**TUGAS TERTULIS:**
A – Menurut teks tentang keris Minangkabau, keris dilihat orang Timur sebagai perpaduan antara apa?
B – Tentukan apakah tiap pernyataan berikut sesuai dengan teks tentang keris Minangkabau: (i) Tabrani berpendapat bahwa ada karya seni rupa yang dibuat semata untuk keindahan. (ii) Tekstur dan proporsi termasuk unsur tampak. (iii) Makna historis termasuk unsur yang tak terlihat.
C – Teruskan teks tentang keris Minangkabau mulai dari kalimat terakhirnya.

**HALAMAN:**
★ ★ ★
Rabu, 23 Maret 2011

Keris Pusaka Minangkabau: (bgn-4)

hal 4


Dari uraian di atas dapat dipahami bahwa keris menurut orang Timur dapat dilihat sebagai perpaduan dari unsur tampak (garis, bidang, bentuk, warna, tekstur, proporsi, komposisi, dan sebagainya) dengan unsur yang tak terlihat (isi, pesan, makna filosifis, sosial, historis, etis, dan religius-mistis), dengan kata lain perpaduan antara yang lahir dengan yang batin. Hal ini sejalan dengan pendapat Tabrani (1995) yang mengatakan:
"Tak ada karya seni rupa yang dibuat semata untuk keindahan. Sebaliknya tak ada benda pakai (sehari-hari, upacara, sosial, kepercayaan, agama) yang asal bisa dipakai, ia pasti indah. Indahnya bukan sekedar memuaskan mata, tetapi melebur dengan kaidah moral, adat, tabu, agama, dan sebagainya. Dengan demikian selain bermakna sekaligus juga indah'.(Primadi Tabrani.1995:16).
★ ★ ★
**BARIS DATA:**
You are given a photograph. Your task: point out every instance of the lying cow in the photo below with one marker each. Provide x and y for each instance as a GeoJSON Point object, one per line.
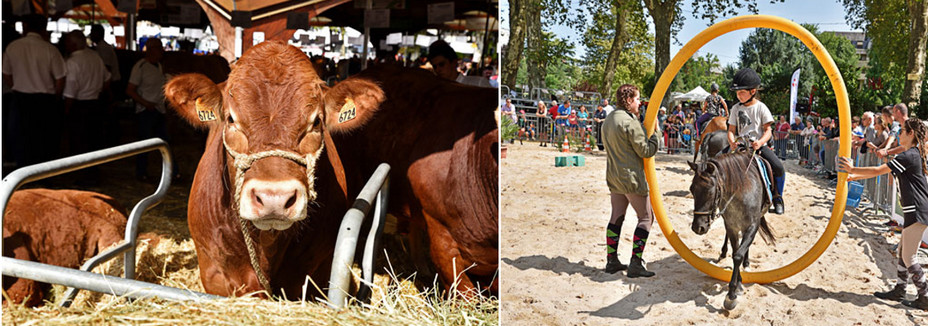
{"type": "Point", "coordinates": [441, 139]}
{"type": "Point", "coordinates": [270, 178]}
{"type": "Point", "coordinates": [57, 227]}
★ ★ ★
**HASIL TIAP TUGAS:**
A – Keris dilihat sebagai perpaduan antara unsur tampak dan unsur yang tak terlihat, yaitu antara yang lahir dan yang batin.

B –
(i) Tidak: "Tak ada karya seni rupa yang dibuat semata untuk keindahan."
(ii) Ya: "unsur tampak (garis, bidang, bentuk, warna, tekstur, proporsi, komposisi, dan sebagainya)"
(iii) Ya: "sosial, historis, etis, dan religius-mistis"

C –
Dari kutipan-kutipan di atas dapat dikatakan bahwa karya keris merupakan perwujudan dari unsur estetik rupa yakni perpaduan garis, bidang/bentuk, warna, tekstur, yang ditata melalui prinsip-prinsip penyusunan seperti keseimbangan, komposi, proporsi, irama, dan lain sebagainya. Yang lebih penting lagi, unsur-unsur rupa itu bagi orang Timur dapat dijadikan sebagai salah satu media penyampaian pesan/makna-makna filosofis dari ajaran adat. Yaitu sebagai tanda atau yang bermakna, untuk dipedomani oleh  pendukung kebudayaan itu.

Dari penelitian sementara dan juga dari beberapa literatur tentang keris, memang ada disebut  tentang pesan/makna keris. Namun itupun masih terbatas pada ungkapan-ungkapan yang sukar dipahami, atau masih dalam bentuk bahasa kias yang memerlukan terjemahan lebih lanjut. Ungkapan makna yang dimaksud dapat dilihat dari contoh di bawah ini. 
 "Karih banamo Ganjo Erah, tunangan ulu kayu kamat, kokoh tak rago dek ambalau, guyahnyo bapantang tangga, ipuah nan turun dari langik, biso nan pantang katawaran, jajak ditikam mati juo"
Keris bemama Ganja Iras, tunangan hulu kayu kamat, kokohnya bukan karena embalau, goyahnya berpantang tanggal, ipuhnya turun dari langit, bisanya tak berpenawar, jejak ditikam mati juga. (Idrus Hakimy ,1994. 182-183)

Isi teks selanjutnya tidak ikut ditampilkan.